##### Provided information

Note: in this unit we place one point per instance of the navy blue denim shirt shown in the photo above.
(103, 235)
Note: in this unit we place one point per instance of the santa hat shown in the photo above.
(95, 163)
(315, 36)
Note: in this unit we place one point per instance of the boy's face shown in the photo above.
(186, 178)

##########

# [Task to carry out]
Rewrite the records above, replacing "unit" with "set" everywhere it occurs and leaving all other text unchanged.

# [Answer in full]
Note: in this set we place one point per instance of the navy blue denim shirt shown in the photo above.
(103, 235)
Note: in this set we place one point per instance of the santa hat shown in the photo above.
(95, 163)
(315, 36)
Note: in this set we place one point per instance of the boy's face shown in the photo above.
(186, 178)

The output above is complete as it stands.